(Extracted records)
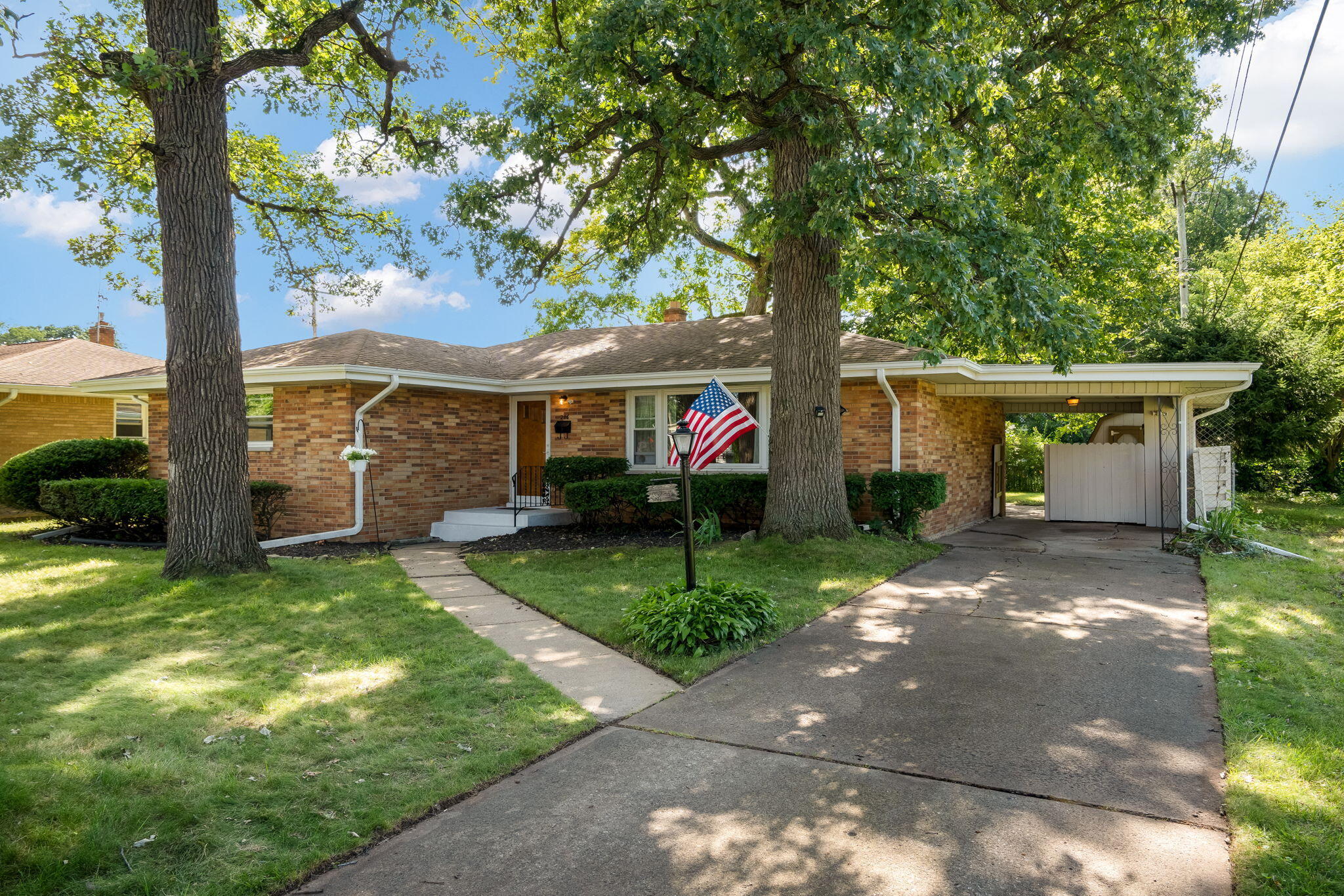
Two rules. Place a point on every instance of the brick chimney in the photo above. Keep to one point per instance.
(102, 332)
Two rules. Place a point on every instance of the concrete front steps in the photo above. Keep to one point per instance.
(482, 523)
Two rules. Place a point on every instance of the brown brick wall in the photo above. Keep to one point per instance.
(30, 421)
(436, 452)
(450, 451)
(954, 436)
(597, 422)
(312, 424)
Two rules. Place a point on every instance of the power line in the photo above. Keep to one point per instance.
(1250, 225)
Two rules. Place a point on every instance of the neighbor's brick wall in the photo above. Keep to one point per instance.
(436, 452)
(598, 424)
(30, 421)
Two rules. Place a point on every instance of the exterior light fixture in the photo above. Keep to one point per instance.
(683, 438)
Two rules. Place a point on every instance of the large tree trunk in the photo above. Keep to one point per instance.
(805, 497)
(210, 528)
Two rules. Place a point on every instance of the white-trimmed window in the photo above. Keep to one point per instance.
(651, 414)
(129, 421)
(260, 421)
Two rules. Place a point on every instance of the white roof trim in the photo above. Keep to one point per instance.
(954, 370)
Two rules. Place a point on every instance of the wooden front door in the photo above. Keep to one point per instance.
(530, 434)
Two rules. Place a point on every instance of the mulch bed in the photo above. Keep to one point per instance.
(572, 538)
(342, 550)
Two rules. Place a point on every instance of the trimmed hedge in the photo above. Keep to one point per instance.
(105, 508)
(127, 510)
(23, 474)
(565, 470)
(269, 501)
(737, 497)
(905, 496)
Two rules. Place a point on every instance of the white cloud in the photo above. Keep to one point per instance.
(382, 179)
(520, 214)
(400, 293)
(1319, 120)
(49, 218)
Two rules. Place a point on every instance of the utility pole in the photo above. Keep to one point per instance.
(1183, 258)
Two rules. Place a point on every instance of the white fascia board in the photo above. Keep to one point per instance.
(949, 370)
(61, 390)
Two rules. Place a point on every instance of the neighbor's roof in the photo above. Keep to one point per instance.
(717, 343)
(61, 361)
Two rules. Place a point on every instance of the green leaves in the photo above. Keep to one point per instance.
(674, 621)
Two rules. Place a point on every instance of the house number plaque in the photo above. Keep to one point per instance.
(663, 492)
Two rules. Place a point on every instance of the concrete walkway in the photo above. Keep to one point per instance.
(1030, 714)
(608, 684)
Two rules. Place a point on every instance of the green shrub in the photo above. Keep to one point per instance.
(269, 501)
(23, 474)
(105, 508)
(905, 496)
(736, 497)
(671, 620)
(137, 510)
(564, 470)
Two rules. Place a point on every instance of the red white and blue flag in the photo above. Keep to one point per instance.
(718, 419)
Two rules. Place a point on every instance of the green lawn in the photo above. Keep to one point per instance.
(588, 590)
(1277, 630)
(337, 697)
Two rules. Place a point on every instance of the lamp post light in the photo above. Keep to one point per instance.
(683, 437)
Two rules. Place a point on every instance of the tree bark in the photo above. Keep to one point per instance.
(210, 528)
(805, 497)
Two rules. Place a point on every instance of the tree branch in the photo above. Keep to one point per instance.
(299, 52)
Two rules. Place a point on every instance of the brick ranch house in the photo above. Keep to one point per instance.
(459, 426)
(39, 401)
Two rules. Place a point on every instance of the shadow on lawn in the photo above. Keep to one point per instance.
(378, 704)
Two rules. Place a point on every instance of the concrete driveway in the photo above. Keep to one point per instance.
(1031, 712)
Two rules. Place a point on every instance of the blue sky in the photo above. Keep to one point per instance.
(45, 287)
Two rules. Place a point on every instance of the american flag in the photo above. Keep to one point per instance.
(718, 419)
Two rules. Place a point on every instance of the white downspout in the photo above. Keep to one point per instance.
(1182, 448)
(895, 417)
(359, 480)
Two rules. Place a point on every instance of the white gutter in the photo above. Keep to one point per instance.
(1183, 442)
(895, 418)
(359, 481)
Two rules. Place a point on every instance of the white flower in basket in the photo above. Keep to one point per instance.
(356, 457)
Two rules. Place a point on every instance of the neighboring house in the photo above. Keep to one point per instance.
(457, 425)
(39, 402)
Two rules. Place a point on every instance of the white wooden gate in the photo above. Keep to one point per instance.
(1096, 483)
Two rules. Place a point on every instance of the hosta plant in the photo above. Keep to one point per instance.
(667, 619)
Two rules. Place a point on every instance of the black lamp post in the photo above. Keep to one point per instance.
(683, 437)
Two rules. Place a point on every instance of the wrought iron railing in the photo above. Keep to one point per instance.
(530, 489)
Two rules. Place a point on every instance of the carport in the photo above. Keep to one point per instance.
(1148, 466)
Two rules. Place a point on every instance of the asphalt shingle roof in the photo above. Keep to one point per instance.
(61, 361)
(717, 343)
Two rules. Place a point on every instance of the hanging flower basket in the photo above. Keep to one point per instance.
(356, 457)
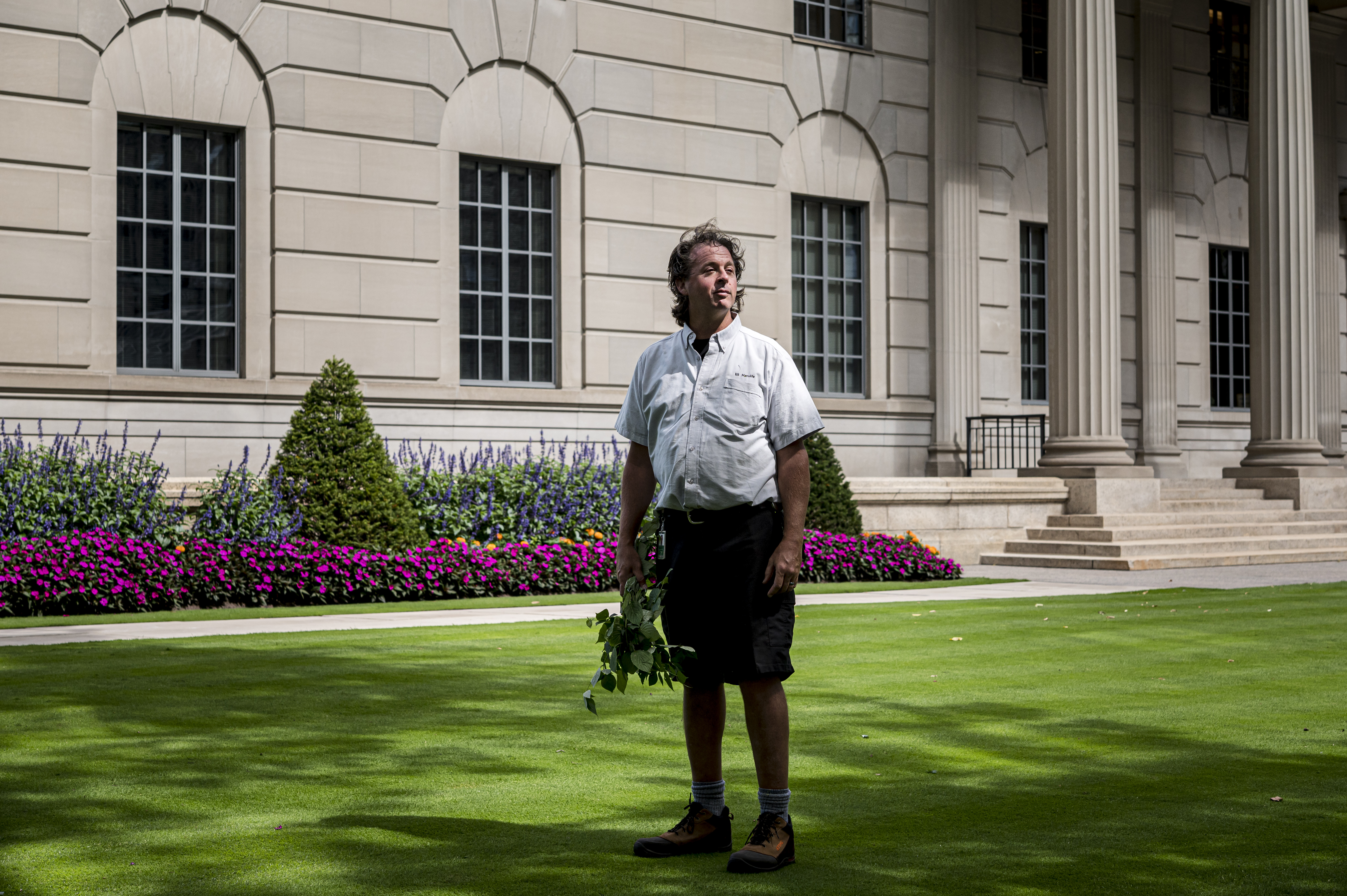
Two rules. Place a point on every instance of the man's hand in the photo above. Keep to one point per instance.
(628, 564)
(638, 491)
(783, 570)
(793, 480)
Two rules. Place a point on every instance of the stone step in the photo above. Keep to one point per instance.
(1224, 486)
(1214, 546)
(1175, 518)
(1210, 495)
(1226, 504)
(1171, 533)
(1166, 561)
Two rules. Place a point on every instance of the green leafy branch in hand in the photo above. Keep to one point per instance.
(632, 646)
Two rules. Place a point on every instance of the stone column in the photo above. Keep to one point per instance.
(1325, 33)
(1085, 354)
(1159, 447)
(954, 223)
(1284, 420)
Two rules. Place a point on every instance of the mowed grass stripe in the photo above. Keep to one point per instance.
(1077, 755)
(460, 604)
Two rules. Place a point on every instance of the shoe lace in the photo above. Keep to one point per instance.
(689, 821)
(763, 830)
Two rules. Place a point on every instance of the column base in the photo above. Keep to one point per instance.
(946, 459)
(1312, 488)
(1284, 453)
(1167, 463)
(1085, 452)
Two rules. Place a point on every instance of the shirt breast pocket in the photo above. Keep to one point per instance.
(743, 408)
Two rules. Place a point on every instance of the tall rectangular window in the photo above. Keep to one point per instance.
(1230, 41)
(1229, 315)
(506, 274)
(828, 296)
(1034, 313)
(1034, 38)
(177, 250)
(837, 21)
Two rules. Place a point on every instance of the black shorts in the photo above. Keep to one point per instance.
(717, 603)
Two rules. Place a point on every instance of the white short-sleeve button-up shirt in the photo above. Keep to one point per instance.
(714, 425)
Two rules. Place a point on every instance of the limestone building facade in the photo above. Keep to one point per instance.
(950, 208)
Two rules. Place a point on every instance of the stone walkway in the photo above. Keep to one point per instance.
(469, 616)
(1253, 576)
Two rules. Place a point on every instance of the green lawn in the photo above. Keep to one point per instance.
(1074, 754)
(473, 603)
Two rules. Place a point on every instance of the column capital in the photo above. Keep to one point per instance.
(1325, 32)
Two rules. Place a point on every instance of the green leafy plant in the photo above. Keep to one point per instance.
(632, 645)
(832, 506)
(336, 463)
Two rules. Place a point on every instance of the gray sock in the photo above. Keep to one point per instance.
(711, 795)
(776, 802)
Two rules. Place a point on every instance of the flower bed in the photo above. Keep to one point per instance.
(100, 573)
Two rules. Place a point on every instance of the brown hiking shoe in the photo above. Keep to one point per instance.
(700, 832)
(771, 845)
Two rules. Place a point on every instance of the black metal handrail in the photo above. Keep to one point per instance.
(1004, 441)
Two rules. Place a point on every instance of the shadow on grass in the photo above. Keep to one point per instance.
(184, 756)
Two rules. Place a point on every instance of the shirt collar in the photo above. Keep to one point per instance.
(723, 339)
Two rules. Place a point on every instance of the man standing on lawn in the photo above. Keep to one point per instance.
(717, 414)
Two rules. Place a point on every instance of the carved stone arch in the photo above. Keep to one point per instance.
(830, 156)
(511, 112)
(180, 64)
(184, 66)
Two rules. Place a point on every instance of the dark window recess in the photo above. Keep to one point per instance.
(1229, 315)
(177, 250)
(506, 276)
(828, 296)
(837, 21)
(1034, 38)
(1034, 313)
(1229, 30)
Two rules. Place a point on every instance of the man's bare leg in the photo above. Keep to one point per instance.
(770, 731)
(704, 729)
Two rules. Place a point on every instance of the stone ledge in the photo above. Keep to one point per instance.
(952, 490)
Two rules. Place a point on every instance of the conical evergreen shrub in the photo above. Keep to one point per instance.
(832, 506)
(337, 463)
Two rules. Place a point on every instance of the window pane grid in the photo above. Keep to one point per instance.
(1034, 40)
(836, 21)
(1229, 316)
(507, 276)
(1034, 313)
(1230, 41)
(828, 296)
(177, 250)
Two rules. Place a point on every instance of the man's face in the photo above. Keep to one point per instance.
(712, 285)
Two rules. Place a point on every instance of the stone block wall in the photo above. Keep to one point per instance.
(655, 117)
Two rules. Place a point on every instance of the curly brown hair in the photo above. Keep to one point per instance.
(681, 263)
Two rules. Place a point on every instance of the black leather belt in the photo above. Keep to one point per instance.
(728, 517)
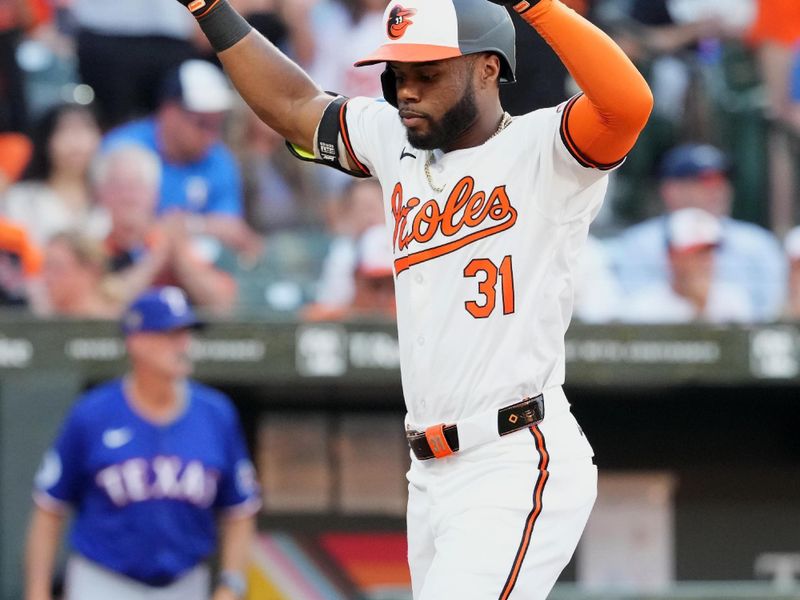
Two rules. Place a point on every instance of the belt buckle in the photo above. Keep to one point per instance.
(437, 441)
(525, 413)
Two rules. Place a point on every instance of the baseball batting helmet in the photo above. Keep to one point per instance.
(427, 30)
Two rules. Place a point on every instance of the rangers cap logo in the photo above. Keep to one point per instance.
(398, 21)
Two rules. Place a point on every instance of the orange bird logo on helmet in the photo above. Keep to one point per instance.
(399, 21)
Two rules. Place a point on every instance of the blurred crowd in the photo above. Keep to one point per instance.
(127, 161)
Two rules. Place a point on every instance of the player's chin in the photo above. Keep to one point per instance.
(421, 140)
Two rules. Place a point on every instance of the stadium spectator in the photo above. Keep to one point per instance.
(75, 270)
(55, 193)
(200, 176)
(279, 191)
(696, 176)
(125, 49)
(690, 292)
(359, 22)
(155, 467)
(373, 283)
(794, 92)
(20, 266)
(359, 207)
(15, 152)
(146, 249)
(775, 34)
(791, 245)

■ **TASK ITEM**
Produce an exact repeat of the lines from the one containing "Two rules. Place a point on every instance of the belt" through the last line of the data, and nothing more.

■ **PROBLEM SOLUTION**
Two rules. Place a point on every instance of the belt buckle in the photo above. Keep to one point per instance.
(437, 441)
(525, 413)
Two rules. Place a point on every instance of the baseball batting helmet in the photo above. Keep to one point per instance.
(427, 30)
Two rules. Place a point on every instance of the rangers cap logo in the photo above. Keep to one point per instance.
(398, 21)
Two rules. Place a point on every instance of the orange bird logo on helmet in the photo above. Keep to one point per instance.
(399, 21)
Two rules. Place a point on every instance of the blurred crowd in the photo above. Keep to one point per instance.
(127, 161)
Two rules. Place a point on every instance of the player's chin in the photo above. Keep to one point per instance.
(421, 140)
Two rules. Place a point on every instance of the stadium spectator in the photo above. Keep to one point per instance.
(75, 270)
(55, 193)
(200, 176)
(279, 191)
(696, 176)
(125, 49)
(690, 292)
(359, 22)
(155, 467)
(373, 283)
(794, 92)
(20, 266)
(359, 207)
(15, 152)
(146, 249)
(775, 34)
(791, 245)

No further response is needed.